## Document excerpt
Peter might well express his belief that Cornelius and those who spoke with tongues had also received the Holy Ghost, cf. Acts 10:44, Acts 11:17; Acts 11:24, in loco; but it does not follow that the gift bestowed upon them was identical with that bestowed at Pentecost—there were diversities of gifts from the bounty of the One Spirit. Felten, Apostelgeschichte, p. 78; Evans in Speaker’s Commentary on 1 Cor., p. 334; Plumptre, B.D.1 “Tongues, Gift of”; Weizsäcker, Apostolic Age, ii., pp. 272, 273, E.T., and Feine, Eine Vorkanonische Ueberlieferung des Lukas, n., p. 167; Zöckler, Apostelgeschichte, p. 177; Page, Acts of the Apostles, note on chap. Acts 2:4; and A. Wright, Some N. T. Problems, p. 277 ff.

The objection urged at length by Wendt and Spitta that foreign languages could not have been spoken, since in that case there was no occasion to accuse the Apostles of drunkenness, but that ecstatic incoherent utterances of devotion and praise might well have seemed to the hearers sounds produced by revelry or madness (cf. 1 Corinthians 14:23), is easily met by noting that the utterances were not received with mockery by all but only by some, the word ἕτεροι apparently denoting quite a different class of hearers, who may have been unacquainted with the language spoken, and hence regarded the words as an unintelligible jargon.

## Stated goal 1
According to the commentary on speaking in tongues, which two scholars urge the objection that foreign languages could not have been spoken?
## Stated goal 2
Switch "Pentecost" to "Whitsun" and write out the commentary on speaking in tongues starting at "Peter might well" and ending at "Problems, p. 277 ff.".
The records have no connection to the commentary on speaking in tongues.

## Provided material

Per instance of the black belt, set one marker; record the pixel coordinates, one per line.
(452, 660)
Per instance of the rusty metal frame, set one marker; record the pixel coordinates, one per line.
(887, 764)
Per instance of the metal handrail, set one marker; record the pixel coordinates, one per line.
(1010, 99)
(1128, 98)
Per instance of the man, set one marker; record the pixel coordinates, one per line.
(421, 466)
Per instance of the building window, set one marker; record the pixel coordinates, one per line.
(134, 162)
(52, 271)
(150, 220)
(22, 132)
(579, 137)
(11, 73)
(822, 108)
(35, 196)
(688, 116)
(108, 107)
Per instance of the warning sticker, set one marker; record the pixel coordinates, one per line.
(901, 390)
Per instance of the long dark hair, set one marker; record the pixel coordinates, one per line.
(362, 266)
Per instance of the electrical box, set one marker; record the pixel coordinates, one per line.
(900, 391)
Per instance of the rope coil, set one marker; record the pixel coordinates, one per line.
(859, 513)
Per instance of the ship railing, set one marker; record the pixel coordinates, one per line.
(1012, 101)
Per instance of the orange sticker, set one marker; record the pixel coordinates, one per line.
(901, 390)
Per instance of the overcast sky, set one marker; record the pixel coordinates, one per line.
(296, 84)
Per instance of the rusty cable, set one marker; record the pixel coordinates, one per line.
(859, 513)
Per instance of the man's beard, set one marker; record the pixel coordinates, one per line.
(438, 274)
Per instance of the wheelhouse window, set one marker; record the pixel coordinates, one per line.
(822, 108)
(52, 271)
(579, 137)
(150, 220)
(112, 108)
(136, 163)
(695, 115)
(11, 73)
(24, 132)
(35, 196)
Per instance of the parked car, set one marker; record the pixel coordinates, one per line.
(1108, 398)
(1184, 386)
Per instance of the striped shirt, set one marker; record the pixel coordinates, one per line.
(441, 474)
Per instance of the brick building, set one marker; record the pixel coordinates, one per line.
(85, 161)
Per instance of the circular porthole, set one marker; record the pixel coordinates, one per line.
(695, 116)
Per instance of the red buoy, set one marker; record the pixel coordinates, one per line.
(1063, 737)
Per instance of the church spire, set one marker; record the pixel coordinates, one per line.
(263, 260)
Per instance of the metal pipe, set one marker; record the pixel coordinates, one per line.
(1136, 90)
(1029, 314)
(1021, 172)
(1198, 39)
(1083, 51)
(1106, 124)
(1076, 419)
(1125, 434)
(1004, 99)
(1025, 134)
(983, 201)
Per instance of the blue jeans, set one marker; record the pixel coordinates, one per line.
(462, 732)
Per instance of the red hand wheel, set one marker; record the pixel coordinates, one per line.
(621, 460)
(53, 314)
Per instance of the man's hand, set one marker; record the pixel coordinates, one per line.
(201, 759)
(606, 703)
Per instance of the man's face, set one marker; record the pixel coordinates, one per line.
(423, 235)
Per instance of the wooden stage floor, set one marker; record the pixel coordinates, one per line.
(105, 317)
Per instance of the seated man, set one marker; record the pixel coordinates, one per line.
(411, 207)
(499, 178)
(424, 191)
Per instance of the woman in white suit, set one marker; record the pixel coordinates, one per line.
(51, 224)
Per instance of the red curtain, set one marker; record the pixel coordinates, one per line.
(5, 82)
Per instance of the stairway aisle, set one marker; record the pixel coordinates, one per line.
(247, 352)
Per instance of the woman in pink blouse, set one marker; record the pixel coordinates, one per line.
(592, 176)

## Correct result 1
Wendt and Spitta.

## Correct result 2
Peter might well express his belief that Cornelius and those who spoke with tongues had also received the Holy Ghost, cf. Acts 10:44, Acts 11:17; Acts 11:24, in loco; but it does not follow that the gift bestowed upon them was identical with that bestowed at Whitsun—there were diversities of gifts from the bounty of the One Spirit. Felten, Apostelgeschichte, p. 78; Evans in Speaker’s Commentary on 1 Cor., p. 334; Plumptre, B.D.1 “Tongues, Gift of”; Weizsäcker, Apostolic Age, ii., pp. 272, 273, E.T., and Feine, Eine Vorkanonische Ueberlieferung des Lukas, n., p. 167; Zöckler, Apostelgeschichte, p. 177; Page, Acts of the Apostles, note on chap. Acts 2:4; and A. Wright, Some N. T. Problems, p. 277 ff.